▸ Work task: Nothing in the records should change; write them all out again.

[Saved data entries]
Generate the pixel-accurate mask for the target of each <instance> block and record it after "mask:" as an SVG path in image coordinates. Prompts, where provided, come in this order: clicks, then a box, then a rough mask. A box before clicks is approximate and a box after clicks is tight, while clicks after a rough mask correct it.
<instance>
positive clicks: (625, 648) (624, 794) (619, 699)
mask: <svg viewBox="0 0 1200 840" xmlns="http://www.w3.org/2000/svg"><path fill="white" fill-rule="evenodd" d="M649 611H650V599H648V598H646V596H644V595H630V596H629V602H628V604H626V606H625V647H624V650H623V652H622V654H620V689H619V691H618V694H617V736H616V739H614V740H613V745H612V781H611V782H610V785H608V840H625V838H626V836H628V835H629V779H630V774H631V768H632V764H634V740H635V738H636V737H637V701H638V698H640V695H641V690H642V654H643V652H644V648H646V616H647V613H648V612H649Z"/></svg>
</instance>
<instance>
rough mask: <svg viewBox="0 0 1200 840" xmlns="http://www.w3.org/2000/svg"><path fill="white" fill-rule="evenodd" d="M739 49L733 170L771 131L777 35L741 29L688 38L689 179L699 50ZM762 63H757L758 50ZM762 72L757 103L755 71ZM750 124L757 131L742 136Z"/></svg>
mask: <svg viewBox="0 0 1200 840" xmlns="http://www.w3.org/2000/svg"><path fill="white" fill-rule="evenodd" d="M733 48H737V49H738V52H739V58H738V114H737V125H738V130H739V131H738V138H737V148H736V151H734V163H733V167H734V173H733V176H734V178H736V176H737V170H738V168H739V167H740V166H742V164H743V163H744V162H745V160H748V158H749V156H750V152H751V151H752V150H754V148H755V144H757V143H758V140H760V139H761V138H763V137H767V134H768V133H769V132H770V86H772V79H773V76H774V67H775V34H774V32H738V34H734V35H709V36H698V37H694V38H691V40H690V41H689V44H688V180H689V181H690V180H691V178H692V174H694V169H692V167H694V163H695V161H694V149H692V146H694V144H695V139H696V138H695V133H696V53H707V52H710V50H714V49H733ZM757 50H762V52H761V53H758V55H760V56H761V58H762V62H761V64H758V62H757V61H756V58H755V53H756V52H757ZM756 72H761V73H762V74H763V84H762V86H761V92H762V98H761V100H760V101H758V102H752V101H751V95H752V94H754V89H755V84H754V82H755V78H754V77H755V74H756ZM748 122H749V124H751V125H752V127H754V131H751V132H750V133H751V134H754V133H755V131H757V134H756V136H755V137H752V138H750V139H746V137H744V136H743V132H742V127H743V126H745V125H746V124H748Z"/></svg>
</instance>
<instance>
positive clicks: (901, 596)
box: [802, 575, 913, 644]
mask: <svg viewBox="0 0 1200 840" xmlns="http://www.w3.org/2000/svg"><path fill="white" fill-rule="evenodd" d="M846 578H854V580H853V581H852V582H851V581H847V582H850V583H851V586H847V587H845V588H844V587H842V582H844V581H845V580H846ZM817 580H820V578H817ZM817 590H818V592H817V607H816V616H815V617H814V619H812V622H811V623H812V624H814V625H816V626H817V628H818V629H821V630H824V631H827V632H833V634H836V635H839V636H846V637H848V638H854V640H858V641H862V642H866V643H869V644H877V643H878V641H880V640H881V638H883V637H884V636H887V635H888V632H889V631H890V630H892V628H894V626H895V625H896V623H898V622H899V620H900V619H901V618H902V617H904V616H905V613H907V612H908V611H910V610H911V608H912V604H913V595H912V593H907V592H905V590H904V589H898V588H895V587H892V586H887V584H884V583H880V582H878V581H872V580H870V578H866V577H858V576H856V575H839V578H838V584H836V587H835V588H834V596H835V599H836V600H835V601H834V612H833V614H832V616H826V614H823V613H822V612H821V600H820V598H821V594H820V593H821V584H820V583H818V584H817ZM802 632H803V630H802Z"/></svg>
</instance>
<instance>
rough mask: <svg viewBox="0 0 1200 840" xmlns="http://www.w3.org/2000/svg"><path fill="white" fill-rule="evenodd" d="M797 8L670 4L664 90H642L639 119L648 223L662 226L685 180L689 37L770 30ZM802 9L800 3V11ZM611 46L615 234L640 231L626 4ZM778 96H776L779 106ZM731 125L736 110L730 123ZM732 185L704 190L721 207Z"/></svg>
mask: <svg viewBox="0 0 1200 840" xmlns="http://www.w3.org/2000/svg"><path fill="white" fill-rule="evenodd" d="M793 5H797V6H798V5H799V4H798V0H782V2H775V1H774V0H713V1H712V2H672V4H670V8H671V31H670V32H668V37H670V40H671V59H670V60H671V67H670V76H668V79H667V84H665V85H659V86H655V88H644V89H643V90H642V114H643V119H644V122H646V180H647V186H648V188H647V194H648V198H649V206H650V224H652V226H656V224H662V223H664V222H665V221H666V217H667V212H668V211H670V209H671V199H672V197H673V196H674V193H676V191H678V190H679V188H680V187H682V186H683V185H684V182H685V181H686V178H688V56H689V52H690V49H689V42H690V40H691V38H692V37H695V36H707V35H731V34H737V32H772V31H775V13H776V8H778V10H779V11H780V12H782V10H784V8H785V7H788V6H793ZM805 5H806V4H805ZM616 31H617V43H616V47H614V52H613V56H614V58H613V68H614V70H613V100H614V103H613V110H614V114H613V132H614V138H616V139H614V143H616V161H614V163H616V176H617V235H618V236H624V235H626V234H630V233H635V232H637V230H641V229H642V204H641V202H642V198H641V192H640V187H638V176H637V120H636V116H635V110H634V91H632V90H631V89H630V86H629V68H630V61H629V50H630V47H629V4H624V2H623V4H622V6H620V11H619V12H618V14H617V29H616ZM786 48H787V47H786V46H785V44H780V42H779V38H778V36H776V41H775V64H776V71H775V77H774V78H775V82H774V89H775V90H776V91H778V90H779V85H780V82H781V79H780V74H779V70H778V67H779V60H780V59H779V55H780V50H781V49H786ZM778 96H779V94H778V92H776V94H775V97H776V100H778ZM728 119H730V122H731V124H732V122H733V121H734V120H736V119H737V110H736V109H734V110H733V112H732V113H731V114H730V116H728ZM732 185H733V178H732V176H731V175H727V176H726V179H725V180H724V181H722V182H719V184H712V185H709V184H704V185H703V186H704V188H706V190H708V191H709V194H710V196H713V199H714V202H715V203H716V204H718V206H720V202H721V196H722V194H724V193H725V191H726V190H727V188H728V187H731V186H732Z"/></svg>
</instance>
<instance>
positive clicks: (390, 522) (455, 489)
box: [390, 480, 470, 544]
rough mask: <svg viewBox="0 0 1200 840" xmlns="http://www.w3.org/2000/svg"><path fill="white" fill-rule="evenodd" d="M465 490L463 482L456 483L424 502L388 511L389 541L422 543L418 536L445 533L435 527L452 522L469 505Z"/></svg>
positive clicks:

▸ Final answer:
Generate the pixel-accurate mask for the target of each <instance> block and record it after "mask:" as an SVG path in image coordinates. Prompts, where provided, come in this order: clicks, then a box, then a rough mask. A box before clicks is approximate and a box after clicks is tight, while clicks after a rough mask correct it.
<instance>
positive clicks: (625, 648) (624, 794) (619, 699)
mask: <svg viewBox="0 0 1200 840" xmlns="http://www.w3.org/2000/svg"><path fill="white" fill-rule="evenodd" d="M649 611H650V599H648V598H646V596H644V595H630V596H629V602H628V604H626V606H625V647H624V650H623V652H622V654H620V689H619V691H618V694H617V736H616V739H614V740H613V745H612V781H611V782H610V785H608V840H625V838H626V836H628V835H629V779H630V774H631V768H632V764H634V740H635V738H636V737H637V701H638V698H640V695H641V690H642V654H643V652H644V648H646V616H647V613H648V612H649Z"/></svg>
</instance>
<instance>
rough mask: <svg viewBox="0 0 1200 840" xmlns="http://www.w3.org/2000/svg"><path fill="white" fill-rule="evenodd" d="M739 49L733 170L771 131L777 35L741 29L688 38L689 179L699 50ZM762 63H757L758 50ZM762 72L757 103L755 71ZM750 124L757 131L742 136Z"/></svg>
mask: <svg viewBox="0 0 1200 840" xmlns="http://www.w3.org/2000/svg"><path fill="white" fill-rule="evenodd" d="M733 48H737V49H738V52H739V58H738V114H737V125H738V130H739V131H738V138H737V148H736V151H734V163H733V167H734V173H733V176H734V178H736V176H737V170H738V168H739V167H740V166H742V164H743V163H744V162H745V160H748V158H749V156H750V152H751V151H752V150H754V148H755V144H757V143H758V140H760V139H761V138H763V137H767V134H768V133H769V132H770V86H772V79H773V76H774V67H775V34H774V32H738V34H734V35H709V36H698V37H694V38H691V40H690V41H689V44H688V180H689V181H690V180H691V178H692V174H694V169H692V167H694V163H695V161H694V149H692V146H694V144H695V139H696V138H695V133H696V53H707V52H710V50H714V49H733ZM757 50H762V52H761V53H758V55H760V56H761V58H762V62H761V64H758V62H757V61H756V58H755V53H756V52H757ZM756 72H761V73H762V74H763V84H762V86H761V92H762V98H761V100H760V101H758V102H752V101H751V95H752V94H754V89H755V84H754V82H755V78H754V77H755V74H756ZM748 122H749V124H751V125H752V127H754V131H751V132H750V133H751V134H754V133H755V131H757V134H756V136H755V137H752V138H750V139H746V137H744V136H743V132H742V127H743V126H745V125H746V124H748Z"/></svg>
</instance>
<instance>
positive clicks: (901, 596)
box: [802, 575, 913, 644]
mask: <svg viewBox="0 0 1200 840" xmlns="http://www.w3.org/2000/svg"><path fill="white" fill-rule="evenodd" d="M846 578H854V580H853V581H852V582H851V581H847V582H850V583H851V586H847V587H845V588H844V587H842V582H844V581H845V580H846ZM817 580H820V578H817ZM817 590H818V592H817V607H816V616H815V617H814V619H812V622H811V623H812V624H814V625H816V626H817V628H818V629H821V630H824V631H827V632H833V634H836V635H839V636H846V637H848V638H854V640H858V641H862V642H866V643H869V644H877V643H878V641H880V640H881V638H883V637H884V636H887V635H888V632H889V631H890V630H892V628H894V626H895V625H896V623H898V622H899V620H900V619H901V618H902V617H904V616H905V613H907V612H908V611H910V610H911V608H912V604H913V595H912V593H907V592H905V590H904V589H898V588H895V587H892V586H887V584H884V583H880V582H878V581H872V580H870V578H866V577H858V576H856V575H839V578H838V584H836V587H835V588H834V596H835V599H836V600H835V601H834V612H833V614H832V616H826V614H823V613H822V612H821V600H820V598H821V594H820V593H821V584H820V583H818V584H817ZM802 632H803V630H802Z"/></svg>
</instance>
<instance>
rough mask: <svg viewBox="0 0 1200 840" xmlns="http://www.w3.org/2000/svg"><path fill="white" fill-rule="evenodd" d="M797 8L670 4L664 90H642L639 119L648 223L662 226L685 180L689 37L770 30ZM802 9L800 3V11ZM611 46L615 234L640 231L626 4ZM778 96H776L779 106ZM731 125L736 110L730 123ZM732 185L704 190L721 207Z"/></svg>
mask: <svg viewBox="0 0 1200 840" xmlns="http://www.w3.org/2000/svg"><path fill="white" fill-rule="evenodd" d="M793 5H797V6H798V5H799V4H798V0H782V2H775V1H774V0H713V1H712V2H672V4H670V8H671V31H670V32H668V37H670V40H671V59H670V60H671V67H670V76H668V79H667V84H665V85H659V86H655V88H644V89H643V90H642V114H643V119H644V122H646V180H647V186H648V188H647V194H648V198H649V206H650V224H652V226H656V224H662V223H664V222H665V221H666V217H667V212H668V211H670V209H671V199H672V197H673V196H674V193H676V191H678V190H679V188H680V187H682V186H683V185H684V182H685V181H686V178H688V56H689V52H690V49H689V42H690V40H691V38H692V37H695V36H707V35H731V34H737V32H772V31H775V13H776V8H778V10H779V11H780V12H782V10H784V8H785V7H788V6H793ZM805 5H806V4H805ZM616 31H617V43H616V47H614V52H613V56H614V58H613V68H614V70H613V100H614V103H613V110H614V114H613V132H614V138H616V139H614V143H616V161H614V163H616V176H617V235H618V236H624V235H626V234H630V233H635V232H637V230H641V229H642V204H641V202H642V198H641V192H640V187H638V176H637V120H636V116H635V110H634V91H632V90H631V89H630V86H629V68H630V61H629V50H630V47H629V4H624V2H623V4H622V6H620V11H619V12H618V14H617V29H616ZM786 48H787V47H786V46H785V44H780V42H779V38H778V36H776V41H775V64H776V71H775V77H774V78H775V82H774V89H775V90H776V91H778V90H779V85H780V82H781V79H780V74H779V70H778V67H779V60H780V59H779V55H780V50H781V49H786ZM778 96H779V94H778V92H776V94H775V97H776V100H778ZM728 119H730V122H731V124H732V122H733V121H734V120H736V119H737V110H736V109H734V110H733V112H732V113H731V114H730V116H728ZM732 185H733V178H732V176H731V175H727V176H726V179H725V180H724V181H722V182H719V184H712V185H709V184H704V185H703V186H704V188H706V190H708V191H709V194H710V196H713V199H714V202H715V203H716V204H718V206H720V202H721V196H722V194H724V193H725V191H726V190H727V188H728V187H731V186H732Z"/></svg>
</instance>
<instance>
positive clicks: (390, 522) (455, 489)
box: [390, 480, 470, 544]
rough mask: <svg viewBox="0 0 1200 840" xmlns="http://www.w3.org/2000/svg"><path fill="white" fill-rule="evenodd" d="M465 490L463 482L456 483L424 502L388 511L389 541L422 543L418 536L445 533L435 527L452 522L469 505Z"/></svg>
positive clicks:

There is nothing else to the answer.